SET TASK: Render all the records below as a single JSON list of strings, one string per line, leaving out any blank lines.

— START —

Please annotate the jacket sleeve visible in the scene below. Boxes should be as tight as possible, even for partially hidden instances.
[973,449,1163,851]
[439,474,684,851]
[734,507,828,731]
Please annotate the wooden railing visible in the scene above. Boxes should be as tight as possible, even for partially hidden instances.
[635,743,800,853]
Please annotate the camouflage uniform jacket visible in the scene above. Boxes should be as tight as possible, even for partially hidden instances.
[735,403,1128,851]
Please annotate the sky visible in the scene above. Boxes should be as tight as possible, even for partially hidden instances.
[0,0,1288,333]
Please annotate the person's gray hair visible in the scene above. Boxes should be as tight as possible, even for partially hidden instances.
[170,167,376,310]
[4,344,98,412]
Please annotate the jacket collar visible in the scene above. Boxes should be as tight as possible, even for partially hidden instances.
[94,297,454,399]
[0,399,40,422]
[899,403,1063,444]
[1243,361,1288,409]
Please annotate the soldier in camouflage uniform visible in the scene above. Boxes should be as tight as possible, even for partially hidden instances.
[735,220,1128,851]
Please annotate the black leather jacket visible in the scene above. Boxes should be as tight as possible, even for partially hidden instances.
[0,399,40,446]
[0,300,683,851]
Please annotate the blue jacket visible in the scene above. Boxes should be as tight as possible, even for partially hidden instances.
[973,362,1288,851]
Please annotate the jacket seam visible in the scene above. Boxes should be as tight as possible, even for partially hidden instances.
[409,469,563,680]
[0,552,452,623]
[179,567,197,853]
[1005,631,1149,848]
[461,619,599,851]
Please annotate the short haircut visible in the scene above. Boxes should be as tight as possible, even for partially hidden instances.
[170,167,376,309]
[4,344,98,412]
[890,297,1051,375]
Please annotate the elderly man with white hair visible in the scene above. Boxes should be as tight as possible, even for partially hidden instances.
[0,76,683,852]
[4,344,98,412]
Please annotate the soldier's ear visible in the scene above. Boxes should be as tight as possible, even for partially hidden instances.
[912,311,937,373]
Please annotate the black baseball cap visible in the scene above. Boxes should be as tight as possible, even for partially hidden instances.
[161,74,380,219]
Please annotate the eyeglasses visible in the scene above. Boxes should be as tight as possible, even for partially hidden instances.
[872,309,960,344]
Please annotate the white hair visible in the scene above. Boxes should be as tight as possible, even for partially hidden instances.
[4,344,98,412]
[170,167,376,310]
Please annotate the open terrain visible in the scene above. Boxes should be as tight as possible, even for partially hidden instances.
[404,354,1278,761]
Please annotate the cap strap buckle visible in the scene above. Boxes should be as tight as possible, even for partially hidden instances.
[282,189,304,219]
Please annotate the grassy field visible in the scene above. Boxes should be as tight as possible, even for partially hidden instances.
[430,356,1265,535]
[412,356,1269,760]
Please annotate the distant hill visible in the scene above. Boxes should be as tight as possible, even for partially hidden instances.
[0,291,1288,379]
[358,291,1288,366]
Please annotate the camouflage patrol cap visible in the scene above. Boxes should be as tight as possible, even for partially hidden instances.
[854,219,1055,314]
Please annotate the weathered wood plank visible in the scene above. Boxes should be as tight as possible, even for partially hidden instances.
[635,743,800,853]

— END —

THE RESPONSE:
[
  "Please annotate the jacket sleeve visible in the scene below. Boxes should be as tight as possible, even for partially hidden instances.",
  "[973,449,1163,851]",
  "[439,474,684,851]",
  "[734,507,828,731]",
  "Please annotate the wooden railing visible in the scene above. Boxes should be as tight as possible, even for partially hidden instances.",
  "[635,743,800,853]",
  "Please annotate the camouflage uniform jacket visible in the scene above. Boxes should be as tight as possible, even for partially hidden instances.",
  "[735,403,1128,851]",
  "Please annotate the sky visible in the scene above. Boxes should be as tight as possible, even for partially hidden instances.",
  "[0,0,1288,333]",
  "Please annotate the person's gray hair visible in the scene above. Boxes should be as tight as possible, even for partially hidden instances.",
  "[170,167,376,310]",
  "[4,344,98,412]",
  "Please annotate the jacket collar visible in the scene above. Boxes should be as tight as possible, even for partially hidden instances.",
  "[94,297,454,399]",
  "[0,399,40,422]",
  "[899,403,1063,444]",
  "[1243,361,1288,409]",
  "Please annotate the soldier in camouflage uniform visible in the scene above. Boxes should be as tight as possible, even for partially hidden instances.",
  "[735,220,1128,851]",
  "Please annotate the black leather jacket visible in the scene above. Boxes should be as tight as possible, even for partially hidden instances.",
  "[0,399,40,446]",
  "[0,300,683,851]",
  "Please annotate the blue jacket visible in the scene above. Boxes should be as tight as possible, even for partially hidden instances.",
  "[973,362,1288,851]",
  "Please annotate the jacket seam visible in the scene above. Boxes should be as tight as possible, even for partially hidden instances.",
  "[409,469,563,680]",
  "[0,552,452,623]",
  "[179,567,197,853]",
  "[1005,631,1149,848]",
  "[461,619,599,851]",
  "Please annotate the short haircut visible in the scene above. Boxes should be as tight as possible, even for partially hidden instances.",
  "[170,167,376,309]",
  "[4,344,98,412]",
  "[890,297,1051,375]",
  "Please annotate the elderly man with white hair visible in the scene above. Boxes should be as tight as possible, even for partially hidden instances.",
  "[0,76,683,852]",
  "[4,344,98,412]",
  "Please annotate the soldier's ear visible in the scene above. Boxes should be as tight as possible, even for partially hidden instances.",
  "[912,311,937,373]",
  "Please annotate the black baseball cap visible in the scene above. Boxes should be as tight as possible, even for partially hidden instances.",
  "[161,74,380,219]",
  "Please annotate the eyeglasses visible in the scene above. Boxes should be as tight as possible, even for partially hidden instances.",
  "[872,309,960,344]",
  "Please annotate the white hair visible in the scene above. Boxes should be as tight as possible, even for partially hidden instances.",
  "[4,344,98,412]",
  "[170,167,376,310]",
  "Please annotate the open terrain visible in the scene above. Boxes should be as tight as possible, even for partially hidden instances.",
  "[404,354,1278,761]",
  "Please annotate the cap strap buckle visible in the scene above. Boxes should be as tight as possible, even for partially hidden instances.",
  "[282,189,304,219]",
  "Please annotate the grassy field visible in the scene above. Boxes should be as tight as possible, even for partially hidden instances.",
  "[430,356,1265,535]",
  "[412,356,1269,760]",
  "Please annotate the distant hill visible in the scene above. Boxes should be as tight as possible, even for partially hidden instances.",
  "[0,291,1288,379]",
  "[358,291,1288,366]",
  "Please annotate the camouflage patrol cap visible in the scene above. Boxes should be as tight as possible, even for partially hidden instances.",
  "[854,219,1055,314]",
  "Please annotate the weathered wood plank visible in the scene above. Boxes should be as tight as possible, even for partially hidden instances.",
  "[635,743,800,853]"
]